Opinions of Monday, 27 April 2015
Columnist: Okoampa-Ahoofe, Kwame
By Kwame Okoampa-Ahoofe, Jr., Ph.D.
Garden City, New York
April 22, 2015
E-mail: okoampaahoofe@optimum
Many young Ghanaians may not know this, but one of the legion critical bones of contention between Dr. Joseph (Kwame Kyeretwie) Boakye-Danquah and Mr. Francis Nwia Kofi Kwame Nkrumah on the eve of Ghana's independence regarded the way and manner in which the question of the ultimate integration of the African continent, otherwise known as Pan-Africanism was to be pursued. Even as astute and erudite Danquah proteges and scholars like Prof. S. K. B. Asante have intimated time and again, the putative Doyen of Gold Coast and Modern Ghanaian Politics was a staunch believer in the ideology of Pan-Africanism long before a wet-eared Kwame Nkrumah appeared on the national political landscape in late 1947.
To be certain, Danquah had already served as the First President of the London-based West African Students' Union (WASU) nearly two decades before Nkrumah arrived in the British capital from the United States and decided to use the same institutional apparatus to launch his political career. Now, what is important to observe here is that having disturbingly realized that most of the African leaders in the various colonies, especially those from Francophone Africa, so-called, were grossly underprepared for both economic and political integration, the foremost Western-educated philosopher and political thinker of his generation counseled a far more pragmatic process of several or individual national economic development to viable levels before any serious talk of Pan-African engagement and eventual socioeconomic, cultural and political integration could commence.

□ □ □ □ □

EXERCISE TASKS
1. According to the opinion piece on Pan-Africanism, what organization did Danquah serve as First President?
2. Resume the opinion piece on Pan-Africanism, picking up right after its last sentence.
None of the items are needed.

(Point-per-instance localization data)
□ □ □ □ □

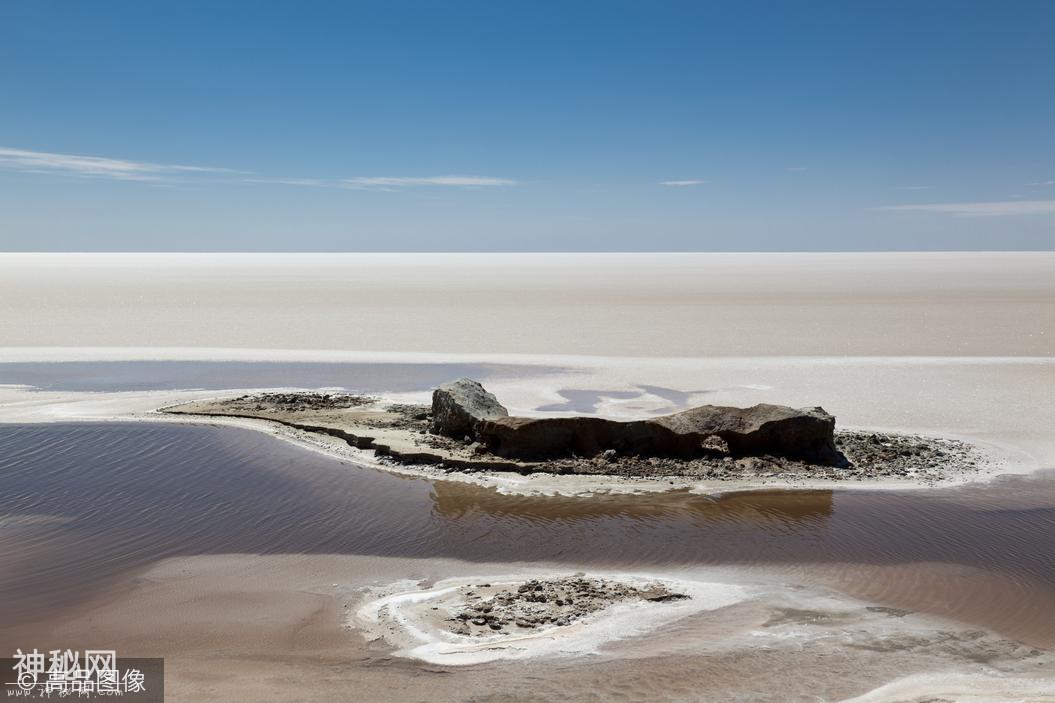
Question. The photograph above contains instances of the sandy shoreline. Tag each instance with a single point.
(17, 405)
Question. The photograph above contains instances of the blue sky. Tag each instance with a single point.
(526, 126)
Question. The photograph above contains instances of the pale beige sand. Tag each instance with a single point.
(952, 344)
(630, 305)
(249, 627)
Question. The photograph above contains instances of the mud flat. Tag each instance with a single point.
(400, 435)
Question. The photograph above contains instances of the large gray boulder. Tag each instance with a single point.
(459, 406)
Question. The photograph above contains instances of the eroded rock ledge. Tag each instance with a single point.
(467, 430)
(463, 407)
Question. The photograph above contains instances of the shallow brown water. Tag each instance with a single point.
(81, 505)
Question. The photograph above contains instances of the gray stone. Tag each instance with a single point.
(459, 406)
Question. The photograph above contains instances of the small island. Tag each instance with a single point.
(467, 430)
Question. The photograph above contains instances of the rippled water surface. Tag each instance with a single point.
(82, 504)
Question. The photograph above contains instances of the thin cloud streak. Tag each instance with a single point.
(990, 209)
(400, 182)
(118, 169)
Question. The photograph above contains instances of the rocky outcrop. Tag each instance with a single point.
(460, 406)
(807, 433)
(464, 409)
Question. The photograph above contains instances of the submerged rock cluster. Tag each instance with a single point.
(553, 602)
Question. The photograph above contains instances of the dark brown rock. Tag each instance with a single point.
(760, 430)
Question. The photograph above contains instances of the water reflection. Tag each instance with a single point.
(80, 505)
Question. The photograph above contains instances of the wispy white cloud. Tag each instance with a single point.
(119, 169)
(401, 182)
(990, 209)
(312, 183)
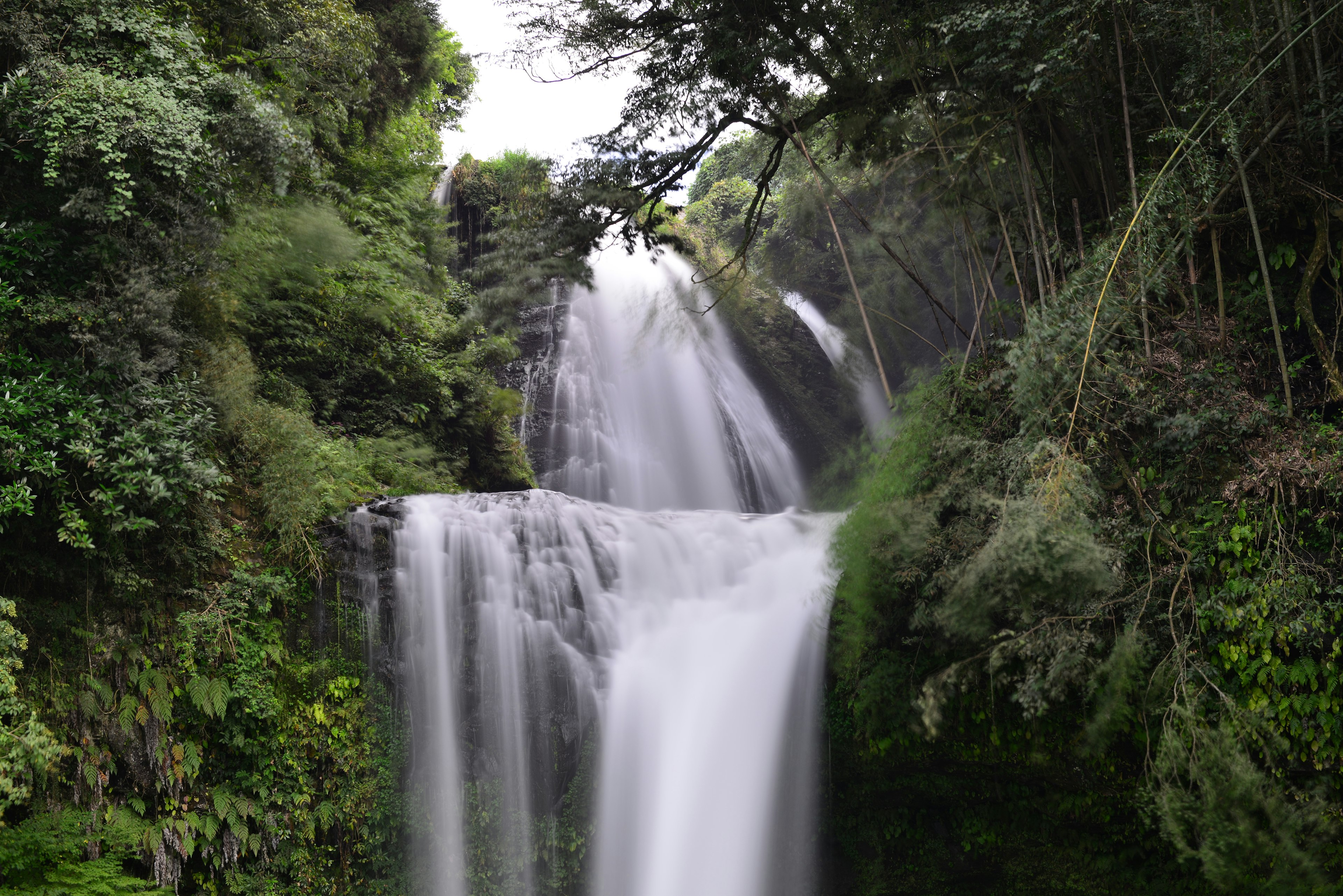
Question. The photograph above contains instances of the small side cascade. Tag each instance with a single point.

□ □ □ □ □

ANSWER SET
1. He served as the First President of the London-based West African Students' Union (WASU).

2.
I know a handful of lambent-witted octogenarian and septuagenarian scholars who are well aware of this Danquahist Approach to Pan-Africanism but are so irredeemably steeped in their Nkrumacratic fanaticism that they are unwilling to publicly confess the same. And it is quite certain that these fast-aging scholars and thinkers will descend into their graves with this enviable gem of truth regarding the nonesuch prescience of Dr. Danquah. One of such scholars is an East African- and University of London-trained Nigerian citizen who penned and published one of the most authoritative treatises on the foundations and development of the African Diaspora. He was once a respected avuncular friend of mine. We parted ways - the initiative was entirely his - in the wake of the 2005 publication of my political biography titled Dr. J. B. Danquah: Architect of Modern Ghana (iUniverse.com). My elderly friend could simply not abide the truth of Danquah's genius and the irreparable loss his prison assassination by President Nkrumah cost both Ghanaians and Africans at large.
Needless to say, it is rather sad and tragic for me to observe and write about what follows, but it embarrassingly and purturbably appears that African politicians are the only species of humanity who prefer to put the proverbial cart before the horse, when it comes to a discussion of the critical subject of continental African integration. There is a tired old maxim which runs as follows: "A soldier walks on his/her stomach." In other words, the first step on the long walk to Pan-African integration (my profuse apologies to Nelson Mandela) is economic development and comfort at the national level and then the regional level. This, incontrovertibly, is the reason why the European Community (EC) Countries, now the European Union (EU) States, laid down a set of rules of economic standards by which to admit members into this enviable club of the rich and powerful and the not-so-rich and powerful who claim to share a common mythical bond of consanguineal affinity.
In Africa, it well appears that the soldier is doomed to walk on an empty stomach, even as a handful of unconscionable and greedy politicians feast at the expense of the woefully deprived and destitute in perpetuity. Those of us who have been watching the African political scene fully well knew that it was only a matter of time before the most desperate among indigenous Black South Africans made ready and cheap scapegoats out of Black non-South African migrant workers and entrepreneurs. And in a quite paradoxical sense, it is all well and good. For the ballpoint tip southern part of the primeval continent, so-called, was fast and luridly becoming a dumping ground and a flesh-pot for citizens of many a "northern" African country whose leadership had greedily and unconscionably run their ship-of-state aground.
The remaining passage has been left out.